*** Opening DATA FOR ANALYSIS ***

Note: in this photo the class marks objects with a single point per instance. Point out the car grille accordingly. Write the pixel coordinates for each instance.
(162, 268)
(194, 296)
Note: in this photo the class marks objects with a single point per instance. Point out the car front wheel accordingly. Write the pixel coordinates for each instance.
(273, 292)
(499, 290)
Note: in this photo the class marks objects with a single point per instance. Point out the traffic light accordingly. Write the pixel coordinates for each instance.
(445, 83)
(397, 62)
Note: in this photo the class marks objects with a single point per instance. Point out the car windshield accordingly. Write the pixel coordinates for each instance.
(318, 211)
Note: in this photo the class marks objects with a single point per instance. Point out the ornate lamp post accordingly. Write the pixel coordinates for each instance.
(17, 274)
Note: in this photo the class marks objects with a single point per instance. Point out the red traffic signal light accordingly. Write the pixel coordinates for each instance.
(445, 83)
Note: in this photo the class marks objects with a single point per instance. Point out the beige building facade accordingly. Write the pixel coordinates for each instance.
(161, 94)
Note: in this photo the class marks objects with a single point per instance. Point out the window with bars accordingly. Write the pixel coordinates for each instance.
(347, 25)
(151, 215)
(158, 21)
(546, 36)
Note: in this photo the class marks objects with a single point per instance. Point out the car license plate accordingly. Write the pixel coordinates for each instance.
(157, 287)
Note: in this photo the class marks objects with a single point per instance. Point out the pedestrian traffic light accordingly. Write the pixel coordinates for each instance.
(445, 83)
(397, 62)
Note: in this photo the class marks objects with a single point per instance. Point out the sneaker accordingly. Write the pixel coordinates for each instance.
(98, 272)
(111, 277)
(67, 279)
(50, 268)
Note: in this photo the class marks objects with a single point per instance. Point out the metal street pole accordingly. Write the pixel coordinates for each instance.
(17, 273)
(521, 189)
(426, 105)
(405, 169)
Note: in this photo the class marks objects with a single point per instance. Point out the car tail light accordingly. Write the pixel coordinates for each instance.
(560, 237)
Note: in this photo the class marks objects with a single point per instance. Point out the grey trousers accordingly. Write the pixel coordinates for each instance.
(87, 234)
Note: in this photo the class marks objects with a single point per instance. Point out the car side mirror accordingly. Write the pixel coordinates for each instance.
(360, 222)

*** Closing DATA FOR ANALYSIS ***

▸ **EXERCISE REQUIREMENTS**: Each line from the one containing "the car tail" to the end of the records should be echoed exactly, and no other line.

▸ **ANSWER TO THE EXERCISE**:
Note: in this photo the class marks objects with a single point per instance. Point out the car tail light accordingly. Write the pixel coordinates for each instance.
(560, 237)
Note: in this photo the class marks objects with a single point per instance. Point out the grey trousers accordingly. Write the pixel coordinates for each instance.
(87, 234)
Note: in this photo the class marks objects with a single point per instance. Point out the car side mirror accordingly. Write the pixel coordinates for each instance.
(360, 222)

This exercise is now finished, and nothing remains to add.